* _RECORD EXCERPTS_
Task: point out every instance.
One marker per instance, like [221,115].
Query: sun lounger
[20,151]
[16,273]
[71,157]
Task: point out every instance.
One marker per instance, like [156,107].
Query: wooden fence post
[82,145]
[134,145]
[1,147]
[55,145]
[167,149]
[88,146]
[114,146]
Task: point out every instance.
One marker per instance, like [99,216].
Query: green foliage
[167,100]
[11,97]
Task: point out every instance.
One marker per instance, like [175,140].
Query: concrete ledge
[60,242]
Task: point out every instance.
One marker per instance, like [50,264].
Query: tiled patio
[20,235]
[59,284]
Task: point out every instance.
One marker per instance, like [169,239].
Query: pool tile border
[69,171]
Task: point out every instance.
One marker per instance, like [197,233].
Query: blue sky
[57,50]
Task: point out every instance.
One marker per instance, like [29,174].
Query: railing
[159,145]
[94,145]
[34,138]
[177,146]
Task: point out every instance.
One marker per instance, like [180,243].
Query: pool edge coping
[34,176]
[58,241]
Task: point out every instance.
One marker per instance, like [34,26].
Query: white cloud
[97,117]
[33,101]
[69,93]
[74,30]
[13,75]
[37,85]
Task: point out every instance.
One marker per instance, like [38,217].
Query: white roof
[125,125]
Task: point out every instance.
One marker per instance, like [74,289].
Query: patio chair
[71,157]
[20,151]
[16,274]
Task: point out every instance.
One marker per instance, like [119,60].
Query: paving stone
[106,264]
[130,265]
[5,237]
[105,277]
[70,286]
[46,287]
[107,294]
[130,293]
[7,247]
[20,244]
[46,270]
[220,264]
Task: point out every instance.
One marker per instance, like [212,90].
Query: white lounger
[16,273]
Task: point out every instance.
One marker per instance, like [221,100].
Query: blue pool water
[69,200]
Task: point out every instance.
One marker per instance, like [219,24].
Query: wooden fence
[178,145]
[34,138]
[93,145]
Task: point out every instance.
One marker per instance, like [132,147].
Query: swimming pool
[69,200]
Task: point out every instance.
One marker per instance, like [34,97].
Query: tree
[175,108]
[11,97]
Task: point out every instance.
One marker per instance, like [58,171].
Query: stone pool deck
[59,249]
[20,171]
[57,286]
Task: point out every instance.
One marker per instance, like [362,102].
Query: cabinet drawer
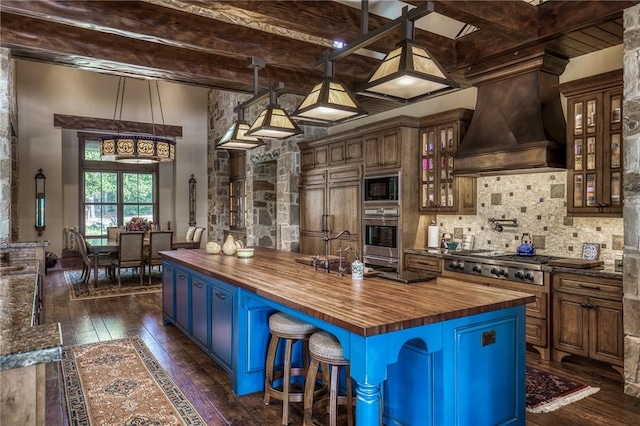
[314,177]
[536,331]
[588,286]
[345,174]
[423,263]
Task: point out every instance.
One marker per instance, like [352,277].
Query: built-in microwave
[381,189]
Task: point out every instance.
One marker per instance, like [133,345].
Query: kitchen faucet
[328,238]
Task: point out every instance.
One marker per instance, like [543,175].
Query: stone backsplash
[538,202]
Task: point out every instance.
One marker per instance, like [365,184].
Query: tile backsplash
[538,203]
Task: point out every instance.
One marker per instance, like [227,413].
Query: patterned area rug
[547,392]
[120,382]
[106,288]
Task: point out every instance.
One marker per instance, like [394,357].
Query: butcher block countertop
[366,307]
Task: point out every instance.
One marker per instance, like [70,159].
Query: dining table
[98,245]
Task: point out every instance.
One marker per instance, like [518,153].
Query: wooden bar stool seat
[284,382]
[325,350]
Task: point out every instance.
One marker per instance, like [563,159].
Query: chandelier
[134,148]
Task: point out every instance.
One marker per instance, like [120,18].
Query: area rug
[547,392]
[130,284]
[119,382]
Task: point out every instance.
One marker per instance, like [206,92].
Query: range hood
[518,125]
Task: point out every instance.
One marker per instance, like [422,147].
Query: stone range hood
[518,125]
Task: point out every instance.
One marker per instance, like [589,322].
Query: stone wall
[631,212]
[538,202]
[272,175]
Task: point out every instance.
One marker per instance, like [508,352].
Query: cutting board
[576,263]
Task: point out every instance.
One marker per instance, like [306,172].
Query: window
[112,193]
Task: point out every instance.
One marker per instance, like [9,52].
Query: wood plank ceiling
[208,43]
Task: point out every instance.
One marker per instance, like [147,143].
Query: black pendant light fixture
[133,148]
[274,121]
[409,71]
[329,100]
[236,136]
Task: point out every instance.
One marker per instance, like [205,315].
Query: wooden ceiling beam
[81,48]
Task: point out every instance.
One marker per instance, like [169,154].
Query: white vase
[229,246]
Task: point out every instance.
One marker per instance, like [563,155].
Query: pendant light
[329,100]
[408,72]
[236,136]
[136,149]
[274,121]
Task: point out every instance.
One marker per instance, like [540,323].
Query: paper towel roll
[433,236]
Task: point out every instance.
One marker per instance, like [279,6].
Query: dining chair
[158,241]
[88,259]
[129,253]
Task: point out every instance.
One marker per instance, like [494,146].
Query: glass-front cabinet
[440,190]
[594,145]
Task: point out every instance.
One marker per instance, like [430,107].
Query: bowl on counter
[245,252]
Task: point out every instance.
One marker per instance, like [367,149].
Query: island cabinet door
[199,317]
[222,324]
[168,294]
[182,299]
[485,371]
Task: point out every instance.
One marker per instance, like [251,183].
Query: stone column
[631,212]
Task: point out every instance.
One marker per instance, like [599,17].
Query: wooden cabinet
[349,151]
[422,263]
[382,150]
[594,145]
[314,157]
[587,318]
[441,192]
[337,193]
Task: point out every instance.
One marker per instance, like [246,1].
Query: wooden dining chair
[158,241]
[130,253]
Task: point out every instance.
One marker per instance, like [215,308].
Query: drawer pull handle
[592,287]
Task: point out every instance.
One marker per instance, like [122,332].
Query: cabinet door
[182,299]
[199,317]
[312,207]
[168,292]
[606,334]
[570,324]
[222,324]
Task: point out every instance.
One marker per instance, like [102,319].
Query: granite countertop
[22,344]
[606,271]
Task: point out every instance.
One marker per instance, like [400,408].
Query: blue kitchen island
[439,352]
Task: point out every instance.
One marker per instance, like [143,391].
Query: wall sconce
[192,201]
[40,179]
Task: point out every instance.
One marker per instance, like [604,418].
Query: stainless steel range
[498,264]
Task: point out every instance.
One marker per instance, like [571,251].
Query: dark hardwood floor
[208,387]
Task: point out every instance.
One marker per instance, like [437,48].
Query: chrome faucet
[328,238]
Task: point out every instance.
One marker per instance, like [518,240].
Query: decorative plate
[590,251]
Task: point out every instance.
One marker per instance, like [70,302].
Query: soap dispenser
[357,269]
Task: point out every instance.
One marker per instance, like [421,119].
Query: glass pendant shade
[236,137]
[408,72]
[274,122]
[330,101]
[137,149]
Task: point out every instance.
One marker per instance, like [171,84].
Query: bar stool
[283,326]
[325,350]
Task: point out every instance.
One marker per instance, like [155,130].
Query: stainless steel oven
[381,237]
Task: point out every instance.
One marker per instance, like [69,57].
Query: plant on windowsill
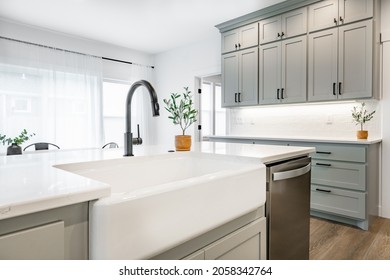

* _WORK TO COMPLETE_
Return each record above as it stands. Pictures stay out.

* _SOLUTION BELOW_
Task: point out every instance.
One marker per instance, like [221,115].
Query: sun lounger
[20,151]
[16,273]
[71,157]
Task: point out every instance.
One marker per instance, like [156,107].
Query: wooden fence post
[82,145]
[134,145]
[1,147]
[55,145]
[167,149]
[88,146]
[114,146]
Task: point out every instance.
One marker per instance, like [99,216].
Query: green foliage
[167,100]
[11,97]
Task: point out every instance.
One marker per instance, like [175,140].
Query: concrete ledge
[60,242]
Task: point out every instance.
One marker per instance, like [50,264].
Query: tiled patio
[20,235]
[59,284]
Task: point out every instance.
One marker per instance, like [169,239].
Query: pool tile border
[69,171]
Task: point out every instance.
One marker per instance, like [197,233].
Query: blue sky
[57,50]
Task: point out every instance.
One marker per instance, like [29,174].
Query: railing
[159,145]
[94,145]
[34,138]
[177,146]
Task: point out every instance.
One marker per instance, like [180,243].
Query: pool edge coping
[34,176]
[58,241]
Task: point out every instance.
One marker per instance, like [34,26].
Query: white cloud
[97,117]
[33,101]
[69,93]
[74,30]
[13,75]
[37,85]
Task: point out every instance.
One marker per instance, like [38,217].
Query: white roof
[125,125]
Task: point out every instance.
One marker per instance, like [74,289].
Query: patio chair
[71,157]
[20,151]
[16,274]
Task: point out every instance.
One marker per instance, like [119,60].
Query: paving stone
[106,264]
[130,265]
[5,237]
[105,277]
[70,286]
[46,287]
[107,294]
[130,293]
[7,247]
[20,244]
[46,270]
[220,264]
Task: point out every instance.
One marker per instance, like [212,90].
Query: white lounger
[16,273]
Task: point out every instance.
One marker per instance, like [221,100].
Query: blue pool water
[69,200]
Task: point out every instance.
One marker per instance, like [219,24].
Query: wooden fence
[178,145]
[34,138]
[93,145]
Task: point out every instance.
One marker per instance, like [132,147].
Query: swimming pool
[69,200]
Task: point out every instance.
One marker per instance, like [34,97].
Query: tree
[175,108]
[11,97]
Task: point out every instance.
One marker per instance, like [58,171].
Query: stone pool deck
[59,249]
[20,171]
[57,286]
Task: point out every instance.
One marker per instance, like [362,102].
Query: cabinet drawer
[314,177]
[536,331]
[588,286]
[345,174]
[423,263]
Task: point out every instance.
One marker per instance, like [352,277].
Query: built-in microwave
[381,189]
Task: point out every instance.
One marker per instance, like [133,345].
Query: kitchen faucet
[328,238]
Task: point out every instance.
One marker per instance, like [543,175].
Query: stone backsplash
[538,202]
Task: point out every instance.
One marker per instance, like [365,184].
Query: tile backsplash
[538,203]
Task: point out every instance.
One marker per instance, like [227,413].
Query: patterned area rug
[547,392]
[120,382]
[106,288]
Task: point out every instance.
One marker per instance, like [394,357].
Query: butcher block countertop
[366,307]
Task: point out every instance.
One marker per instance, like [70,159].
Query: dining table
[98,245]
Task: point out every instance.
One marker per instance, like [518,153].
Query: wooden bar stool seat
[284,382]
[325,350]
Task: point out every instance.
One marker per instance, like [563,159].
Query: chandelier
[134,148]
Task: point out every instance.
One marker per instance, like [120,18].
Query: area rug
[547,392]
[130,284]
[119,382]
Task: point out every instance.
One marker per instance, like [206,92].
Query: range hood
[518,125]
Task: point out every instance.
One marker per instance, like [422,147].
Query: stone range hood
[518,125]
Task: point out every instance.
One marker per instance, like [589,322].
Query: stone wall
[631,212]
[538,202]
[272,175]
Task: point out every instance.
One marker per instance, like [508,352].
Query: cutting board
[576,263]
Task: point out every instance.
One marker per instance, like [306,172].
Query: window
[112,193]
Task: point out every instance.
One marker per instance, like [9,52].
Query: wood plank ceiling
[208,43]
Task: point out every instance.
One marker per instance, like [147,143].
Query: black pendant light fixture
[133,148]
[274,121]
[409,71]
[329,100]
[236,136]
Task: point out every instance.
One marker per instance, like [205,315].
Query: wooden ceiling beam
[81,48]
Task: point out every instance.
One marker per instance, like [169,154].
Query: white vase
[229,246]
Task: point out every instance.
One marker per instance, like [563,155].
Query: pendant light
[329,100]
[408,72]
[236,136]
[136,149]
[274,121]
Task: point out every instance.
One marker per instance, like [540,323].
Query: paper towel roll
[433,236]
Task: point out every instance.
One marker per instance, like [279,6].
Query: dining chair
[158,241]
[88,259]
[129,253]
Task: point out every instance.
One marker per instance, like [494,146].
Query: glass-front cabinet
[440,190]
[594,145]
Task: point out every instance.
One marker per instance, like [430,107].
Query: bowl on counter
[245,252]
Task: point out every instance.
One marker per instance, like [367,149].
Query: island cabinet door
[199,317]
[222,324]
[168,294]
[182,299]
[485,371]
Task: point out every instance.
One marker per instance, like [251,183].
Query: stone column
[631,212]
Task: point out every instance.
One marker per instance, like [599,17].
Query: wooden cabinet
[349,151]
[422,263]
[382,150]
[594,145]
[314,157]
[587,318]
[441,192]
[337,193]
Task: point out every instance.
One marker per instance, like [246,1].
Query: wooden dining chair
[158,241]
[130,253]
Task: point out every instance.
One marker per instance, like [215,308].
Query: drawer pull handle
[592,287]
Task: point out every instance.
One marker per instance, like [122,332].
Query: cabinet door
[182,299]
[199,317]
[312,207]
[168,292]
[606,334]
[570,324]
[222,324]
Task: point out every instance.
One marker per instance, like [102,319].
Query: granite countertop
[22,344]
[606,271]
Task: point out every instance.
One marker per instance, like [400,408].
Query: blue kitchen island
[439,352]
Task: point out every instance.
One marker per instance, like [143,391].
Query: wall sconce
[192,201]
[40,179]
Task: point out every instance.
One marker per instance, like [604,418].
Query: stainless steel range
[498,264]
Task: point out every instance.
One marker per instance, like [571,251].
Query: dark hardwood floor
[208,387]
Task: point out every instance.
One marker per instance, like [437,48].
Query: chrome faucet
[328,238]
Task: point out every instance.
One marker per instance, like [518,240].
Query: decorative plate
[590,251]
Task: point out every instance.
One marker per instance, like [70,302].
Query: soap dispenser
[357,269]
Task: point out every instance.
One marker per instance, like [421,119].
Query: glass pendant shade
[236,137]
[408,72]
[274,122]
[330,101]
[137,149]
Task: point out every instance.
One marker per instance, like [171,84].
Query: bar stool
[283,326]
[325,350]
Task: point out every instance.
One marker per instance, like [155,130].
Query: stainless steel oven
[381,237]
Task: point out every instance.
One marker per instance, like [69,57].
Query: plant on windowsill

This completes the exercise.